**What is expected:**
Output the records in full, exactly as given.

**The input:**
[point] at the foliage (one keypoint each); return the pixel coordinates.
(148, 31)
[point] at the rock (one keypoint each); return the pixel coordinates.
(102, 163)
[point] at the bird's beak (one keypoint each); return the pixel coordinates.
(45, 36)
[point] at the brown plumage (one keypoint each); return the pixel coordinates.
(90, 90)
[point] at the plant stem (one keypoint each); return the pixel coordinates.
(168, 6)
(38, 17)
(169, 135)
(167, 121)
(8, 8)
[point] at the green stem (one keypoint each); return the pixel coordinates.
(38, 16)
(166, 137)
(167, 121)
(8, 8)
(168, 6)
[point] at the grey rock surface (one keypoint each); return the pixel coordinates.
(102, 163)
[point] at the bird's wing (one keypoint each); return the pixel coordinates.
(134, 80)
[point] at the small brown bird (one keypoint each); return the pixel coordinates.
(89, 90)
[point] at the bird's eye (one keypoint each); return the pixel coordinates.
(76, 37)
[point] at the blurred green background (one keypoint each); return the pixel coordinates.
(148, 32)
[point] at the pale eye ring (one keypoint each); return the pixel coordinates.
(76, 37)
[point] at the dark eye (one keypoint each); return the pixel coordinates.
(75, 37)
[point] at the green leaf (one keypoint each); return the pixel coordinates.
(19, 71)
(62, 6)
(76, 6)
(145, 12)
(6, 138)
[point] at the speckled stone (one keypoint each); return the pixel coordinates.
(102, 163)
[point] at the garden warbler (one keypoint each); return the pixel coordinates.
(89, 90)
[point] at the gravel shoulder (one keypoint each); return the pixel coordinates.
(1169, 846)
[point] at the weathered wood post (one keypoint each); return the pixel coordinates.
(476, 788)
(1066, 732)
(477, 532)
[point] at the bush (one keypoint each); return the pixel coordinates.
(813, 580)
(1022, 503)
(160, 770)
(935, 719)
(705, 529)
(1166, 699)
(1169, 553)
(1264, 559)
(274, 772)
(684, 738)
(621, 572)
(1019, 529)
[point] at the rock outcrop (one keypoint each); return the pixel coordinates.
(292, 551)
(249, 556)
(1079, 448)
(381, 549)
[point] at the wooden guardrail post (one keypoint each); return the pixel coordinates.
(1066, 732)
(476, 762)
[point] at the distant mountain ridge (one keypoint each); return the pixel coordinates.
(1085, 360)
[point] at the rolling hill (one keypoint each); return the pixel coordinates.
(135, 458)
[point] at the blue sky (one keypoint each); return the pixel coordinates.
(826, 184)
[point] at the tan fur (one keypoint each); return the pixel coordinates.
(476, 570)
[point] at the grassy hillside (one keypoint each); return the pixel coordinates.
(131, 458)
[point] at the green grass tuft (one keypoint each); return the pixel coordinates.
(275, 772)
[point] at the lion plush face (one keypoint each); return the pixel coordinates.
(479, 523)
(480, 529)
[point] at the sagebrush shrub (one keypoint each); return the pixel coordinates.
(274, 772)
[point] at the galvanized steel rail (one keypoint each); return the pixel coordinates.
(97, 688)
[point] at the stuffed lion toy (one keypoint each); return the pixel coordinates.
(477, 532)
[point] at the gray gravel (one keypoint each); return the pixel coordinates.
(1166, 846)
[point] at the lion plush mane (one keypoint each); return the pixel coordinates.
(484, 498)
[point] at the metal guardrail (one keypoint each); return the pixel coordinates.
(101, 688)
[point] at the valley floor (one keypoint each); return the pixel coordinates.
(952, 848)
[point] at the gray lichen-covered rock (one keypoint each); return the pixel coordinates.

**Solution for this task:**
[point] at the foliage (one keypoint each); return the pixel coordinates.
(148, 31)
[point] at the rock (one keypoint each); return the pixel coordinates.
(102, 163)
[point] at the bird's beak (one keypoint each); return the pixel coordinates.
(45, 36)
[point] at the brown plumage (one keypoint each); return the pixel coordinates.
(90, 90)
[point] at the plant stem (one keypoint each); return the pixel coordinates.
(168, 6)
(38, 17)
(169, 135)
(167, 121)
(8, 8)
[point] at the green stem (one keypoint each); return the pixel coordinates.
(38, 16)
(166, 137)
(167, 121)
(8, 8)
(168, 6)
[point] at the grey rock surface (one keypoint each); return the pixel coordinates.
(102, 163)
[point] at the bird's wing (one keypoint each); return the pixel coordinates.
(134, 80)
[point] at the small brown bird (one keypoint each); return the pixel coordinates.
(89, 90)
[point] at the bird's eye (one keypoint each); return the pixel coordinates.
(76, 37)
[point] at the blurred green background (one keypoint each); return the pixel coordinates.
(148, 32)
[point] at the pale eye ring (one keypoint each); return the pixel coordinates.
(76, 37)
[point] at the dark eye (one keypoint each); return the pixel coordinates.
(75, 37)
[point] at the green leaf (one keypoint each); return the pixel coordinates.
(19, 71)
(62, 6)
(76, 6)
(145, 12)
(6, 138)
[point] at the speckled stone (one keypoint each); return the pixel coordinates.
(102, 163)
[point] at the garden warbler (one keypoint each); return the pixel coordinates.
(89, 90)
[point] at the gravel shoulder (one keypoint each); return the pixel coordinates.
(1169, 846)
[point] at the weathered wood post (one keypoint each); return the pixel coordinates.
(476, 788)
(1066, 732)
(477, 532)
[point] at the bush (one keypoint each); return the pixel coordinates.
(813, 580)
(1022, 503)
(160, 770)
(935, 719)
(705, 529)
(1166, 699)
(1169, 553)
(1264, 559)
(274, 772)
(684, 738)
(621, 572)
(1019, 529)
[point] at the rock outcrop (one keypoint each); return the pixel coordinates.
(292, 551)
(249, 556)
(1079, 448)
(381, 549)
[point] at the wooden guardrail post (one keypoint each); return the pixel coordinates.
(1066, 732)
(476, 762)
[point] at the distant mountain ridge (one keypoint each); return the pixel coordinates.
(1085, 360)
[point] at the rolling hill (one keypoint each); return the pixel coordinates.
(135, 458)
[point] at the blue sky (one keypoint each); return the pixel coordinates.
(826, 184)
[point] at the tan fur (one keypoint each); return the pixel coordinates.
(476, 570)
[point] at the grassy hillside (one keypoint each); return the pixel coordinates.
(131, 458)
[point] at the green grass tuft (one keypoint each); return the pixel coordinates.
(275, 772)
[point] at the lion plush face (one keypoint each); return the pixel coordinates.
(479, 523)
(480, 529)
[point] at the sagebrush shrub (one keypoint each); return the pixel coordinates.
(274, 772)
[point] at the galvanized steel rail (one keypoint each); return the pixel coordinates.
(97, 688)
[point] at the stuffed lion toy (one keypoint each); return the pixel coordinates.
(477, 532)
[point] at the gray gravel (one keypoint each); return the pixel coordinates.
(1166, 846)
[point] at the lion plush mane (one keypoint each); return the pixel coordinates.
(484, 498)
[point] at the metal guardrail (one keypoint each); return the pixel coordinates.
(101, 688)
[point] at the valley floor (one keypoint each); return the pixel coordinates.
(952, 848)
[point] at the gray lichen-covered rock (one keypoint each); return the pixel coordinates.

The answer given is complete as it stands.